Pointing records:
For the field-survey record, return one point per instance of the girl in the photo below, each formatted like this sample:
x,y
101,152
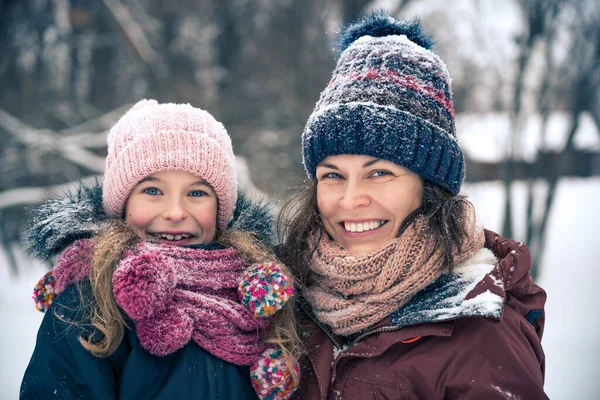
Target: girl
x,y
403,295
158,294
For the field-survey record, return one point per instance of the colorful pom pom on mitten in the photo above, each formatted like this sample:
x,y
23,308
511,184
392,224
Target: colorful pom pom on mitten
x,y
44,292
265,289
271,376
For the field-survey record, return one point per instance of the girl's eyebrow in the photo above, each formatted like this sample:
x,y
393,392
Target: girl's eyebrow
x,y
148,179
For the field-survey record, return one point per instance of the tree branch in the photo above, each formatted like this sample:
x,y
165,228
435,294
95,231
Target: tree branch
x,y
50,141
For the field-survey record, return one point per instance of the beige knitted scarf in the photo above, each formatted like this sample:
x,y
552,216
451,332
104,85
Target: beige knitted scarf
x,y
352,292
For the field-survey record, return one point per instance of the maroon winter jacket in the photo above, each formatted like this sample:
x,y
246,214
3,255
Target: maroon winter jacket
x,y
473,334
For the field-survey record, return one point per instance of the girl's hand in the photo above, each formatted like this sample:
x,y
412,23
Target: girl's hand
x,y
264,289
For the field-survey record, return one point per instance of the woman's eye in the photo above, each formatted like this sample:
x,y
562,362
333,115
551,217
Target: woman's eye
x,y
197,193
380,173
152,191
332,175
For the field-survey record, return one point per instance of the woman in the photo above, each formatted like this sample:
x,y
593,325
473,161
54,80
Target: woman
x,y
403,294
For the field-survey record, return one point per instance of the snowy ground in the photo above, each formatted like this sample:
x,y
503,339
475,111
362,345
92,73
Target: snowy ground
x,y
570,276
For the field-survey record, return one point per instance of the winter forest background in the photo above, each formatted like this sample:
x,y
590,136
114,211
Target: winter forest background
x,y
526,82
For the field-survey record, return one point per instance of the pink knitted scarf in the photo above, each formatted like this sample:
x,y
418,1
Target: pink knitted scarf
x,y
352,292
176,294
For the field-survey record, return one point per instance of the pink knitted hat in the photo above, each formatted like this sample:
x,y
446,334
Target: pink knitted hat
x,y
154,137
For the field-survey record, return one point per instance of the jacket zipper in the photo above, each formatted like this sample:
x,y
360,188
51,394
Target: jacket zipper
x,y
320,325
213,393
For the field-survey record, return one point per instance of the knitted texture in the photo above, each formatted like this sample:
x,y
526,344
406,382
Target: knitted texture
x,y
390,98
265,289
176,294
352,292
154,137
271,377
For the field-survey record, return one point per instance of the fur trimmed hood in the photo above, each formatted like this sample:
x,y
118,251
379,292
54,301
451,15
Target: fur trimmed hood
x,y
80,215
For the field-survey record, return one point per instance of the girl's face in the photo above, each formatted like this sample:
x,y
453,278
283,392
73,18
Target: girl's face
x,y
363,200
173,207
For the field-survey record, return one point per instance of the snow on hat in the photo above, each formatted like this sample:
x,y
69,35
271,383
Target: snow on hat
x,y
390,98
154,137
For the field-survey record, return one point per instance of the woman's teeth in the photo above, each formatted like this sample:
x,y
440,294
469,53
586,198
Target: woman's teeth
x,y
172,237
362,226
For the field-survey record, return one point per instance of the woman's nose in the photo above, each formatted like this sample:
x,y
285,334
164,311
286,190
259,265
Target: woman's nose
x,y
355,196
174,210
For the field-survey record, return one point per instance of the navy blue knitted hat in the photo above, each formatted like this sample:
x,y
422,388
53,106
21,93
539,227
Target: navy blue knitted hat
x,y
390,98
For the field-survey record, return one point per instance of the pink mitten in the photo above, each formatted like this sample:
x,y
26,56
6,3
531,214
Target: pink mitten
x,y
143,281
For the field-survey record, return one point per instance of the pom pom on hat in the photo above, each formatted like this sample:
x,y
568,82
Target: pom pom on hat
x,y
389,97
271,376
379,24
44,292
265,289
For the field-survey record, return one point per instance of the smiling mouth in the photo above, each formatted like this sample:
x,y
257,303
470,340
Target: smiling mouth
x,y
363,226
173,238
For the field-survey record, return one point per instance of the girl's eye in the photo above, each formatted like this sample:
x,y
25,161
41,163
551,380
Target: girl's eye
x,y
152,191
380,173
197,193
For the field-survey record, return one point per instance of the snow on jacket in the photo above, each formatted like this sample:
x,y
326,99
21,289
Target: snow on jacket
x,y
472,334
61,368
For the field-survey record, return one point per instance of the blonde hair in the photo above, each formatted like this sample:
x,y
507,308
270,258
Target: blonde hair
x,y
107,317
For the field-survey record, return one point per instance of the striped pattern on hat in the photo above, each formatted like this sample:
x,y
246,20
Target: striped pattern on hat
x,y
390,98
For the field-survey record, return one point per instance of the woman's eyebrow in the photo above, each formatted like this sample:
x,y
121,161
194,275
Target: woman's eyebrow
x,y
369,163
325,165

▸ **Requirement**
Send back exactly the lines from the line with "of the blonde" through the end of the records.

▸ **Task answer**
For the field-survey record, return one point per instance of the blonde hair in the photo above, each formatted like this sample:
x,y
507,308
270,258
Target: blonde hair
x,y
107,317
For the field-survey record, return one point per instance of the striped pattern on hat in the photo above, each formatted like this sample:
x,y
246,20
Target: striped pattern on hat
x,y
390,98
For the field-survey record, return one point per instance of the woman's eyebrow in the photo above, each formatted like this sample:
x,y
121,161
194,275
Target: woman's eyebrow
x,y
369,163
325,165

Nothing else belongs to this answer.